- [WHAT YOU WILL DO]: What you return must match the listing below character for character, minus any pictures.

──────────

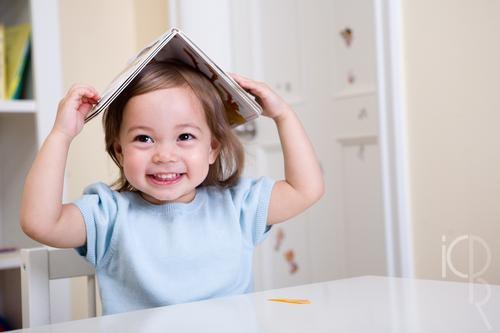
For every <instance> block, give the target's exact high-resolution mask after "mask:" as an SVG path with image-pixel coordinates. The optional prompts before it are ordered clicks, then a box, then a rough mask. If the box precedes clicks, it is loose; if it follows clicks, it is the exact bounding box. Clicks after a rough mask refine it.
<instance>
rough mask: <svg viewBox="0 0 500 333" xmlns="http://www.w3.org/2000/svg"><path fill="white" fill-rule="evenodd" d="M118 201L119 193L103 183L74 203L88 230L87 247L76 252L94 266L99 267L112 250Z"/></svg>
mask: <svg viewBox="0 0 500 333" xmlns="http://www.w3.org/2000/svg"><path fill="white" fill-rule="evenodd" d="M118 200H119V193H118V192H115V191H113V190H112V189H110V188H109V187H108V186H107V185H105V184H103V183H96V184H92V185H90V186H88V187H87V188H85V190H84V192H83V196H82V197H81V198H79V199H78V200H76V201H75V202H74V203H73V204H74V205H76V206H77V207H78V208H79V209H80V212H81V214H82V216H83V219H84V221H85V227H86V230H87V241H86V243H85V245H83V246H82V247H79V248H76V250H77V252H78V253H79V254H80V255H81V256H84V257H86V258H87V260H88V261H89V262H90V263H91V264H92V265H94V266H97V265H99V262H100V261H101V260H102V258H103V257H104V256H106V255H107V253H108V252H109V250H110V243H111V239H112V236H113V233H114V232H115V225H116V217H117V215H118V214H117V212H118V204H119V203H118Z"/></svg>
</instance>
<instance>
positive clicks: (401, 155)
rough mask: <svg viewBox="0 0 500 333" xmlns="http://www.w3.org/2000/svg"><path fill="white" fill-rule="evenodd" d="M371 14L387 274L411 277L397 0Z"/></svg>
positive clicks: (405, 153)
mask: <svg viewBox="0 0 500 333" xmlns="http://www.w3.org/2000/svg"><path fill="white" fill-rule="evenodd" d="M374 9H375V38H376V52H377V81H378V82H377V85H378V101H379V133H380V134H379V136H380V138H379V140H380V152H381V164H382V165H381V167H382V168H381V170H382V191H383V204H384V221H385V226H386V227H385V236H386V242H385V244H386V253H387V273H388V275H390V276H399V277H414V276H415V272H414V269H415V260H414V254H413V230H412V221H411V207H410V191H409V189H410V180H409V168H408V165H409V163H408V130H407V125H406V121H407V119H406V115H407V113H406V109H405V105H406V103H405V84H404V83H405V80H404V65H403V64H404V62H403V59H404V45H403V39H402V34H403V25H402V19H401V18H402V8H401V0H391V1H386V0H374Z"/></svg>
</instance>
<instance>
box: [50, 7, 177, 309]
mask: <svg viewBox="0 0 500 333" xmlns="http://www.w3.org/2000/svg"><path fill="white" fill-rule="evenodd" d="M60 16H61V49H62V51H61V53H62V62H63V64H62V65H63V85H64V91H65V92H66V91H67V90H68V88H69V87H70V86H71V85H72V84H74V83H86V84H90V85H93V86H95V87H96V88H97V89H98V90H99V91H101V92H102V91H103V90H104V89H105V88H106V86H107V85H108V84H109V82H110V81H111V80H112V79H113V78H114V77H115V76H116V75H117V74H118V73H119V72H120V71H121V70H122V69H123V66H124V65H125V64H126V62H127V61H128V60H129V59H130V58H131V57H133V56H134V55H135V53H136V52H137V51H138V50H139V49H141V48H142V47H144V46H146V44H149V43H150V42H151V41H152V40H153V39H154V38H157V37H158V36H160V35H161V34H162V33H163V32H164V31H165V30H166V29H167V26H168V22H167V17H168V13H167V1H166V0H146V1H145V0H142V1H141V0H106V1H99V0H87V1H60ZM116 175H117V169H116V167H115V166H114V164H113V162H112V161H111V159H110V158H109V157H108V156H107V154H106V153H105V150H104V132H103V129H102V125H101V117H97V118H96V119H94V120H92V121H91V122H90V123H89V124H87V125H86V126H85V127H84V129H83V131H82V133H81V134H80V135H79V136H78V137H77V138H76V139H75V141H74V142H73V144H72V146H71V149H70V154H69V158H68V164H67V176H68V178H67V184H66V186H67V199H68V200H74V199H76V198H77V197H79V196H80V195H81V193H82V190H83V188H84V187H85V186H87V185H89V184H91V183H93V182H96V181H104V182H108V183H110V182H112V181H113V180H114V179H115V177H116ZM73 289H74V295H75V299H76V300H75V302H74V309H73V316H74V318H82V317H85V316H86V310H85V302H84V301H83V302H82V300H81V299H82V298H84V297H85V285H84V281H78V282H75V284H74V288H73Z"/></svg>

──────────

- [RESPONSE TO THE TASK]:
For every <instance> block, give the target's exact high-resolution mask after "mask:" as an SVG path with image-pixel coordinates. The optional prompts before it are ordered clicks, then a box, then a rough mask. If the box precedes clicks, it is loose; if it follows clicks, it is the exact bounding box. Clicks after a rough mask refine it.
<instance>
rough mask: <svg viewBox="0 0 500 333" xmlns="http://www.w3.org/2000/svg"><path fill="white" fill-rule="evenodd" d="M118 201L119 193L103 183L74 203L88 230L87 247L76 252L94 266L99 267L112 250Z"/></svg>
mask: <svg viewBox="0 0 500 333" xmlns="http://www.w3.org/2000/svg"><path fill="white" fill-rule="evenodd" d="M118 200H119V193H118V192H115V191H113V190H112V189H110V188H109V187H108V186H107V185H105V184H103V183H96V184H92V185H90V186H88V187H87V188H85V190H84V192H83V196H82V197H81V198H79V199H78V200H76V201H75V202H74V203H73V204H74V205H76V206H77V207H78V208H79V209H80V212H81V214H82V216H83V219H84V221H85V227H86V230H87V241H86V243H85V245H83V246H82V247H79V248H76V250H77V252H78V253H79V254H80V255H81V256H84V257H86V258H87V260H88V261H89V262H90V263H91V264H92V265H94V266H97V265H99V262H100V261H101V260H102V258H103V257H104V256H106V255H107V253H108V252H109V250H110V243H111V239H112V236H113V233H114V232H115V225H116V217H117V215H118V214H117V212H118V204H119V203H118Z"/></svg>
</instance>
<instance>
positive clicks: (401, 155)
rough mask: <svg viewBox="0 0 500 333" xmlns="http://www.w3.org/2000/svg"><path fill="white" fill-rule="evenodd" d="M371 14L387 274L411 277L397 0Z"/></svg>
positive clicks: (405, 153)
mask: <svg viewBox="0 0 500 333" xmlns="http://www.w3.org/2000/svg"><path fill="white" fill-rule="evenodd" d="M374 9H375V38H376V52H377V81H378V82H377V85H378V101H379V133H380V134H379V136H380V138H379V140H380V152H381V164H382V165H381V167H382V168H381V170H382V191H383V204H384V221H385V226H386V227H385V236H386V242H385V244H386V253H387V273H388V275H390V276H399V277H414V276H415V272H414V269H415V260H414V254H413V230H412V221H411V207H410V191H409V189H410V180H409V168H408V165H409V163H408V130H407V125H406V121H407V119H406V115H407V113H406V109H405V105H406V103H405V84H404V83H405V80H404V65H403V64H404V62H403V59H404V45H403V39H402V34H403V25H402V19H401V18H402V8H401V0H391V1H386V0H374Z"/></svg>
</instance>
<instance>
box: [50, 7, 177, 309]
mask: <svg viewBox="0 0 500 333" xmlns="http://www.w3.org/2000/svg"><path fill="white" fill-rule="evenodd" d="M60 16H61V49H62V51H61V53H62V62H63V64H62V65H63V85H64V91H65V92H66V91H67V90H68V88H69V87H70V86H71V85H72V84H74V83H86V84H90V85H93V86H95V87H96V88H97V89H98V90H99V91H101V92H102V91H103V90H104V89H105V88H106V86H107V85H108V84H109V82H110V81H111V80H112V79H113V78H114V77H115V76H116V75H117V74H118V73H119V72H120V71H121V70H122V69H123V66H124V65H125V64H126V62H127V61H128V60H129V59H130V58H131V57H133V56H134V55H135V53H136V52H137V51H138V50H139V49H141V48H142V47H144V46H146V44H149V43H150V42H151V41H152V40H153V39H154V38H157V37H158V36H160V35H161V34H162V33H163V32H164V31H165V30H166V29H167V26H168V22H167V17H168V13H167V1H166V0H146V1H145V0H142V1H141V0H106V1H99V0H87V1H60ZM116 175H117V169H116V167H115V166H114V164H113V162H112V161H111V159H110V158H109V157H108V156H107V154H106V153H105V150H104V132H103V129H102V125H101V117H97V118H96V119H94V120H92V121H91V122H90V123H89V124H87V125H86V126H85V127H84V129H83V131H82V133H81V134H80V135H79V136H78V137H77V138H76V139H75V141H74V142H73V144H72V146H71V149H70V154H69V158H68V164H67V176H68V178H67V184H66V186H67V199H68V200H74V199H76V198H77V197H79V196H80V195H81V193H82V190H83V188H84V187H85V186H87V185H89V184H91V183H93V182H96V181H104V182H108V183H110V182H112V181H113V180H114V179H115V177H116ZM73 289H74V295H75V299H76V300H75V302H74V309H73V316H74V318H82V317H85V316H86V310H85V302H84V301H83V302H82V300H81V299H82V298H84V297H85V285H84V281H78V282H75V284H74V288H73Z"/></svg>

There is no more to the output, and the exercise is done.